ВЕД.: Військово-космічні сили — прозвучало «романтично» і мені одразу уявились якісь космічні далі. Думаю, що не тільки мені, а й багатьом нашим слухачам. Розкажіть, будь лака, крім цього, які були будні офіцерів отакого роду військ?
ПУШКАРЬОВ: Ну, такие будни были, как и у всех офицеров советской армии. То есть: наряды, построения, стрельбы, тактические занятия. Но надо сказать, что вот эта система главного центра испытаний и управления — она раскинулась на всей территории Советского Союза и обеспечивала при пролете над объектами наших космических аппаратов сбор телеметрических данных, с отправкой его в соответствующий центр управления. Центров управления было много. В частности старейший ЦУ находится в Украине, в Евпатории. Оттуда управляли первыми космонавтами. То есть, ЦУ сам по себе — такой вычислительный комплекс с мониторами, куда приходят люди, управляющие полетами, анализирующие состояние. Львиная доля их расположена в Подмосковье. Но и не только, в разных местах. Там сидит наземный экипаж, который управляет полетом любого космического аппарата — либо обитаемого, либо научного. В частности, один из моих офицеров, который уже после увольнения служил в моем подразделении, был штурманом лунохода. Он очень много интересного рассказывал. Вот как сидели ребята-офицеры и управляли луноходом.
ВЕД.: Уявити собі, мабуть, неможливо, якщо це не побачити, і не пережити.
ПУШКАРЬОВ: Это достаточно интересно. Вот он говорит, что из-за задержки сигнала достаточно большой они видят состояние курсовых телекамер монитора, но понимают, как надо представлять, что в данный момент уже луноход там на три метра впереди, а в тот момент, когда он повернет руль влево или вправо, он будет еще на три метра впереди, когда дойдет эта команда. Поэтому надо было это специфически так представлять и управлять этим делом. Когда я служил на Евпаторийском ЦУП — там было много интересных международных программ: программа «Вега-Галлея», когда наш аппарат летел к Венере и потом разделялся. Кстати, по методике, высказанной когда-то нашим великим Кондратюком в своих еще детских, скажем там, гимназических работах, массы разделялись. То есть, спускаемый один аппарат исследовал Венеру, а головной летел дальше — к комете Галлея. Производил там фотографирование, зондирование. Вот такие были программы. Не только оборонного значения, но и научные программы. В настоящее время как бы пошла децентрализация — многое на себя взял Росавиакосмос — чисто гражданская структура, но все равно на этих пультах дежурят наши бывшие офицеры. Потому что таких специалистов в чистом виде можно подготовить только при осуществлении управления космическими аппаратами. То есть, в высших учебных заведениях их подготовить не получается, потому что много типов, много разной специфики. Данные, сами понимаете, закрыты.

**Записи набора данных**

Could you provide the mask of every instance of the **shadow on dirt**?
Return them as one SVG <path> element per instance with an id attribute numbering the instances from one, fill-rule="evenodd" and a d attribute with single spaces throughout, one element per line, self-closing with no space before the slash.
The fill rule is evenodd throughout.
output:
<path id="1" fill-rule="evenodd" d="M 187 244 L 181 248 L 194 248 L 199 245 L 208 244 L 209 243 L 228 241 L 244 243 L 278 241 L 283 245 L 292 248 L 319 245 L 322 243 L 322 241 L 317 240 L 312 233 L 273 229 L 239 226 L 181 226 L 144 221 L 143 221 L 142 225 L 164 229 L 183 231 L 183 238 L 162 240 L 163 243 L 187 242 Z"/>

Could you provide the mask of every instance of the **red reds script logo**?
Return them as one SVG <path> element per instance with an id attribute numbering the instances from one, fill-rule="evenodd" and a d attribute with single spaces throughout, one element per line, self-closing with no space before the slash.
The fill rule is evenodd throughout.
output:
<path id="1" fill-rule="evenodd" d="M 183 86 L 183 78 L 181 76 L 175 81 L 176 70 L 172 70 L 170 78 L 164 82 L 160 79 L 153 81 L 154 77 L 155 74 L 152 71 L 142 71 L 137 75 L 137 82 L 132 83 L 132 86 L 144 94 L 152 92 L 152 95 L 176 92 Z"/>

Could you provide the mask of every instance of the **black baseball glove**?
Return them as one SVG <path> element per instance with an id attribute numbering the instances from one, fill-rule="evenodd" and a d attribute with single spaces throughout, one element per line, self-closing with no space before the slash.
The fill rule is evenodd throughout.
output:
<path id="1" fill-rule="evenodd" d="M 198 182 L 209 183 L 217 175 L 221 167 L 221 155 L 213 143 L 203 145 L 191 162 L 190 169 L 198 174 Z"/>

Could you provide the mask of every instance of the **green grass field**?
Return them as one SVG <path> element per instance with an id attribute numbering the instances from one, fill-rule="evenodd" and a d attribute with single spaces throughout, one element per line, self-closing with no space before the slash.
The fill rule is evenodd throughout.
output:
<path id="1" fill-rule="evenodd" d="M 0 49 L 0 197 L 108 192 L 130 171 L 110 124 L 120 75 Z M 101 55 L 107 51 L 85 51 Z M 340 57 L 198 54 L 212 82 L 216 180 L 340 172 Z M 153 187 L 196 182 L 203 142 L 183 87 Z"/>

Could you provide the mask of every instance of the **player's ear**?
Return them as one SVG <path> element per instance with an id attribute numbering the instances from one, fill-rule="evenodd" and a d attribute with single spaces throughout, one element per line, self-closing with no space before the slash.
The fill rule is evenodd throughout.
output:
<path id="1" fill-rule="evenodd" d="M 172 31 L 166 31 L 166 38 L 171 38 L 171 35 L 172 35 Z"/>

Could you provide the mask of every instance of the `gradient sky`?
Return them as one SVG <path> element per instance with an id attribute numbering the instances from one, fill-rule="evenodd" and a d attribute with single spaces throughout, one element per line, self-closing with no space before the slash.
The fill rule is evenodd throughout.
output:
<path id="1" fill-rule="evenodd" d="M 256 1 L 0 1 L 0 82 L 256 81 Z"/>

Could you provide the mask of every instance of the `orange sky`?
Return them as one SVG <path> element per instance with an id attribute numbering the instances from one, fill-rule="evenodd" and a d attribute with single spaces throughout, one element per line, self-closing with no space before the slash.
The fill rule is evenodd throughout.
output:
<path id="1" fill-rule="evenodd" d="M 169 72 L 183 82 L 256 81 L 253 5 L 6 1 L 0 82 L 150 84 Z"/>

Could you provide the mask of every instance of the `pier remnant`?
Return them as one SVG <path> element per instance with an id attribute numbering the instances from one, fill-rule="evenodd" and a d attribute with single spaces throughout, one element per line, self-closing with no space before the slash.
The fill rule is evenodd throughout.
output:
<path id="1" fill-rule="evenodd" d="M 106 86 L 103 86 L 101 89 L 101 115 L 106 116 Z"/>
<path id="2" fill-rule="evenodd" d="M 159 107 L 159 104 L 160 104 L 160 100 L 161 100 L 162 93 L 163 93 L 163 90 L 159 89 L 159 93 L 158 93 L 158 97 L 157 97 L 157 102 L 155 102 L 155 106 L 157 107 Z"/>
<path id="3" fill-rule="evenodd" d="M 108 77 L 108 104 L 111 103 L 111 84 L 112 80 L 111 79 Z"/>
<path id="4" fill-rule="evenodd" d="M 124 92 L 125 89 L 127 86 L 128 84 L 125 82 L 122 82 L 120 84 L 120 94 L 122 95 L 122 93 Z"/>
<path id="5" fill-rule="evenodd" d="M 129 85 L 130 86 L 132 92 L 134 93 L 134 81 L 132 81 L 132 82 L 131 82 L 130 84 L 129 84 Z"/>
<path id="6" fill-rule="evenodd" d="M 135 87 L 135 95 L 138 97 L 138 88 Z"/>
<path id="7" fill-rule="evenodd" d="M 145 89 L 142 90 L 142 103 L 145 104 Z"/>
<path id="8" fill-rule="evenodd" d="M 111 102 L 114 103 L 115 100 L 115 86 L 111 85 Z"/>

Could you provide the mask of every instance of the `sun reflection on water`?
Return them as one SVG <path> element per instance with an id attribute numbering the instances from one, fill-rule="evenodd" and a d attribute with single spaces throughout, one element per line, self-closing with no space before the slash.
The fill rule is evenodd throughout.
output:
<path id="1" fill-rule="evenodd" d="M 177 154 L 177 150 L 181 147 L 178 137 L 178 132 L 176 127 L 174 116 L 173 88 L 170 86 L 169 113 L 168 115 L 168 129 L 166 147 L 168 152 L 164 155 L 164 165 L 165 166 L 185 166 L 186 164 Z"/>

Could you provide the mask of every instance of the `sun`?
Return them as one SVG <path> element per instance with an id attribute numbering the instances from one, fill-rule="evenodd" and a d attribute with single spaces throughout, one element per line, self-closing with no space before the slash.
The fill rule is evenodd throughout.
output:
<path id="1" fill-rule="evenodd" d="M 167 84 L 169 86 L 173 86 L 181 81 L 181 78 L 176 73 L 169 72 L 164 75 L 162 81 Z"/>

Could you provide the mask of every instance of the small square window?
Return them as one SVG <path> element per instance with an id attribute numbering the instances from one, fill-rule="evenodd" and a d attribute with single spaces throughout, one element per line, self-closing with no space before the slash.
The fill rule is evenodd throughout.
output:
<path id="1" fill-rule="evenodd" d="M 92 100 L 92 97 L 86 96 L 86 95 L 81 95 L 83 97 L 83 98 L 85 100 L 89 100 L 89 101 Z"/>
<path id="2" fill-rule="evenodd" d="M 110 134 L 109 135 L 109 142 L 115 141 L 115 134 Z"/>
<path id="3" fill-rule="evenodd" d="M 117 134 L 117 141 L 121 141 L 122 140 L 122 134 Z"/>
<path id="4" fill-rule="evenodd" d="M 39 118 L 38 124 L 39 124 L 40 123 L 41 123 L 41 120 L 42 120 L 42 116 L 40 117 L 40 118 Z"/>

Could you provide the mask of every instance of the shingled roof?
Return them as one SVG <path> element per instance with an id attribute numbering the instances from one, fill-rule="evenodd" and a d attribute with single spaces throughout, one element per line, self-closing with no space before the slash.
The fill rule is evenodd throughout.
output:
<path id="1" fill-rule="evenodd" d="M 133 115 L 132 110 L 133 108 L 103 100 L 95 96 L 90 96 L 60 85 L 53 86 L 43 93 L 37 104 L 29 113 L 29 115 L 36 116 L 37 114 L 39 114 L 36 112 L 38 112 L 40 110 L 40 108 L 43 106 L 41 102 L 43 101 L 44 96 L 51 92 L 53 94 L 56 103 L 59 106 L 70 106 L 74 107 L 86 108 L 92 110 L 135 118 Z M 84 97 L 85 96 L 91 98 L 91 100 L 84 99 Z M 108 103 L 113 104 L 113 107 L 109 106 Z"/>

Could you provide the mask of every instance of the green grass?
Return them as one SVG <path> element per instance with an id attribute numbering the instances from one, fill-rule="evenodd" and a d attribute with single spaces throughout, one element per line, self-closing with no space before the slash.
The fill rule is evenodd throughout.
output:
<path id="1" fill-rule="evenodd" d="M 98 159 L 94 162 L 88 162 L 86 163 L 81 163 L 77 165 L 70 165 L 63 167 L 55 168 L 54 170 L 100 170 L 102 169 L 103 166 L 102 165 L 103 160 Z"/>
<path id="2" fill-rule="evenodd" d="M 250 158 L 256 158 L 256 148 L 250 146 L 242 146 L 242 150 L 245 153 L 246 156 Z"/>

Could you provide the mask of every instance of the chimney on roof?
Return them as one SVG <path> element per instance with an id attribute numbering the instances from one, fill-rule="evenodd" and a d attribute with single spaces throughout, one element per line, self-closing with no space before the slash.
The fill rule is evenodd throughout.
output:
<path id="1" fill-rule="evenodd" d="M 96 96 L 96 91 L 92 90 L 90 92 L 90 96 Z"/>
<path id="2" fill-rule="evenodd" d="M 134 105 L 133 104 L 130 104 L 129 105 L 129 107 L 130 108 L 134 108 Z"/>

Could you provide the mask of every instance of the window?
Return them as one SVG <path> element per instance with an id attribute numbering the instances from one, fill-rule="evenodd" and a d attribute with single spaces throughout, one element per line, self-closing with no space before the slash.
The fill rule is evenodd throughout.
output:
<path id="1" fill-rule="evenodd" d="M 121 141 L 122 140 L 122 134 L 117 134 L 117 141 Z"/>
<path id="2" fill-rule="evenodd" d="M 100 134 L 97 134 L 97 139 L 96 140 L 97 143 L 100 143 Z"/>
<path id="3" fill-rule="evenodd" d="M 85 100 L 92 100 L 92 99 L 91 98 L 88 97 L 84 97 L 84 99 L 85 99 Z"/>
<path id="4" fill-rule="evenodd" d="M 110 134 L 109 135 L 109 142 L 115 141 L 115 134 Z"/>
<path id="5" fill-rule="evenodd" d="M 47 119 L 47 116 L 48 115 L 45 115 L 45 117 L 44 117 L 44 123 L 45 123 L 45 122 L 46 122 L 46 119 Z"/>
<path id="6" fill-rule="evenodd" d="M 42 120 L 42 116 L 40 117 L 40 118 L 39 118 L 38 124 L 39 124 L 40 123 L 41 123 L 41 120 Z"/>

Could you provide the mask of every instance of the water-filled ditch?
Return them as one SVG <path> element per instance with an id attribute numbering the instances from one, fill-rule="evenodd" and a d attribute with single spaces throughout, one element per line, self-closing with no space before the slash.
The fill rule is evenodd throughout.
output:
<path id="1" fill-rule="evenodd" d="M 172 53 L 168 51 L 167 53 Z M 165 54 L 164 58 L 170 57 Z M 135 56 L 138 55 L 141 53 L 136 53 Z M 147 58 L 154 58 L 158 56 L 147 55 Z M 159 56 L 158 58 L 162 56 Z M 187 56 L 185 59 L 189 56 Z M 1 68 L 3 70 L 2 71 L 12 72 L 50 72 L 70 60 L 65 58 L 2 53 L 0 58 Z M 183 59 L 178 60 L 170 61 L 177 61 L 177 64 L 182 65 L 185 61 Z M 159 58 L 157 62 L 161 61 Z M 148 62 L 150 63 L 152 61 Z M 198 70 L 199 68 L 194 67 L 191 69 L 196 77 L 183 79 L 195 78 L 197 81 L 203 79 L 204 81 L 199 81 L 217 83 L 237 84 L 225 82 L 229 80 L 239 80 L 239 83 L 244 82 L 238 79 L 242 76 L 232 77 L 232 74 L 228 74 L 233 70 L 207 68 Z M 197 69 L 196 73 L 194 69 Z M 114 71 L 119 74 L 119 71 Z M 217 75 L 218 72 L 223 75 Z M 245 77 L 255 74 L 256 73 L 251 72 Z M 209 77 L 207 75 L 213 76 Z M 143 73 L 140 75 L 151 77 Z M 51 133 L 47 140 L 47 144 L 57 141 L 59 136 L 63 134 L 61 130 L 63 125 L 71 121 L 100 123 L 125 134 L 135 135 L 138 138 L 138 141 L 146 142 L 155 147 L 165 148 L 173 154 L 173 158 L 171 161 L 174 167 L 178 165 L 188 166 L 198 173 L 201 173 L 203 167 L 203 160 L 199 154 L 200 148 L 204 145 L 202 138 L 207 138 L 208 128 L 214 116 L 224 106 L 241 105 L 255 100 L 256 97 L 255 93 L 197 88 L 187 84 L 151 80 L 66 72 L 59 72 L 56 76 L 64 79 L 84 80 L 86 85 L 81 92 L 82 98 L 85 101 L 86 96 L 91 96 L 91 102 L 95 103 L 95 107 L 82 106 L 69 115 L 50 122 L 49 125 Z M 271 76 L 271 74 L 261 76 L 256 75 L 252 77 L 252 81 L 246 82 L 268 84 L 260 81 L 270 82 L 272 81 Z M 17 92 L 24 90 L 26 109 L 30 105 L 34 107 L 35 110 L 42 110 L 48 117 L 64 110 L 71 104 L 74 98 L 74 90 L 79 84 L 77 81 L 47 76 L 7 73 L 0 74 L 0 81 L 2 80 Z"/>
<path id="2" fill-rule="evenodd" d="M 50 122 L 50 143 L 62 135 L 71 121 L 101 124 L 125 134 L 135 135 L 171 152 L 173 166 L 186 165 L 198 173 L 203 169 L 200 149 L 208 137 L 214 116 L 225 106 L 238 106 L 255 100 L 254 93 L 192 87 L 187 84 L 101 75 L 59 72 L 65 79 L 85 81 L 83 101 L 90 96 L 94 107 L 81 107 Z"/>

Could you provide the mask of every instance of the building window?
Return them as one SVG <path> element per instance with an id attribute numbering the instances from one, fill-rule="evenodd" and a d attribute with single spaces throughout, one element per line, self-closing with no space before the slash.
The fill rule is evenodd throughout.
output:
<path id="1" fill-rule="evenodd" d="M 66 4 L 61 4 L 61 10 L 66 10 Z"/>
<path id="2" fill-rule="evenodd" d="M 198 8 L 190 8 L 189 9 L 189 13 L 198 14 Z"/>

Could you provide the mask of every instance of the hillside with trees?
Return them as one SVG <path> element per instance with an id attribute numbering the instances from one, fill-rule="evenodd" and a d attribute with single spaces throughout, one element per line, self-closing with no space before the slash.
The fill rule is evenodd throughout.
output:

**Задание**
Где, согласно тексту, находится старейший центр управления? Записи представляют собой отдельный материал, не связанный с текстом.

**Ответ**
В Украине, в Евпатории.